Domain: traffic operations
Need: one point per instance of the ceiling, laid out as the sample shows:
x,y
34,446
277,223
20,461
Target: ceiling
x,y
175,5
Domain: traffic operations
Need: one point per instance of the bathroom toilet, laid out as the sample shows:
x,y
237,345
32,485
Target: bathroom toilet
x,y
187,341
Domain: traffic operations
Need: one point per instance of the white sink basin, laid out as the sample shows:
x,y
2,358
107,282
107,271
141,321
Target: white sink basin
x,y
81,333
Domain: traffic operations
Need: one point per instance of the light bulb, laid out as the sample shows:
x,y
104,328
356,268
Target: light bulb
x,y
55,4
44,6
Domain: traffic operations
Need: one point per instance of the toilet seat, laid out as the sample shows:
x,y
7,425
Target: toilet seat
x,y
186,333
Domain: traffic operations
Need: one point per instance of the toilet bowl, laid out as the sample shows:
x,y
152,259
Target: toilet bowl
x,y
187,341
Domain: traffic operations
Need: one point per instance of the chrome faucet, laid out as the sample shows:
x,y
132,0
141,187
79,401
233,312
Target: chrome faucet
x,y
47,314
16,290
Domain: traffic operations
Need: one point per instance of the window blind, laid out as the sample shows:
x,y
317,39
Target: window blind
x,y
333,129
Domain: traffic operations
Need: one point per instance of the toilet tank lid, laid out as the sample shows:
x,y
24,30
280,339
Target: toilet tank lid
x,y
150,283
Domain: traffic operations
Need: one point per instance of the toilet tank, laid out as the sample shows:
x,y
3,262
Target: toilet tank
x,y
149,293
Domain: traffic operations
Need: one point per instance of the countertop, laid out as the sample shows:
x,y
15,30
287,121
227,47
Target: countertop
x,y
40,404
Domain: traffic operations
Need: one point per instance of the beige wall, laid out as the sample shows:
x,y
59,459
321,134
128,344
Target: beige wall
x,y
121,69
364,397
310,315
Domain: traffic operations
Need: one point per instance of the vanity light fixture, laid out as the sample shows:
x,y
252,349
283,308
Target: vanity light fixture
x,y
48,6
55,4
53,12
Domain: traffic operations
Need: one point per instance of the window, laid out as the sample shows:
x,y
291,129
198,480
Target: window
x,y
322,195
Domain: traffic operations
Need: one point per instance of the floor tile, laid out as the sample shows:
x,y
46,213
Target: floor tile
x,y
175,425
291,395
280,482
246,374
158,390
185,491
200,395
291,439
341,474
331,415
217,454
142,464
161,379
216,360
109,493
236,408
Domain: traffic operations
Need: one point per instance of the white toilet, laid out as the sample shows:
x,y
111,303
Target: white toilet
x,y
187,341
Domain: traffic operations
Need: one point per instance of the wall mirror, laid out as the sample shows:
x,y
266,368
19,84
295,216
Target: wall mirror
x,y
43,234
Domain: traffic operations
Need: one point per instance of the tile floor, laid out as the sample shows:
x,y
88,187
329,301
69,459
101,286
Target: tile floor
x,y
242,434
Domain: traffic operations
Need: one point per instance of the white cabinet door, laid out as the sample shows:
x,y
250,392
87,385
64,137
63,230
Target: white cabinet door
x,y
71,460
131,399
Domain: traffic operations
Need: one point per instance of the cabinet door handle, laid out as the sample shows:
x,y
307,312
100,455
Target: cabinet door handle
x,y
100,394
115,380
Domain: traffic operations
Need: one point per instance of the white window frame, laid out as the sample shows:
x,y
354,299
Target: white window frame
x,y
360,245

- EXERCISE -
Please report how many lines in the listing above contain the word "floor". Give only the number.

- ANSWER -
4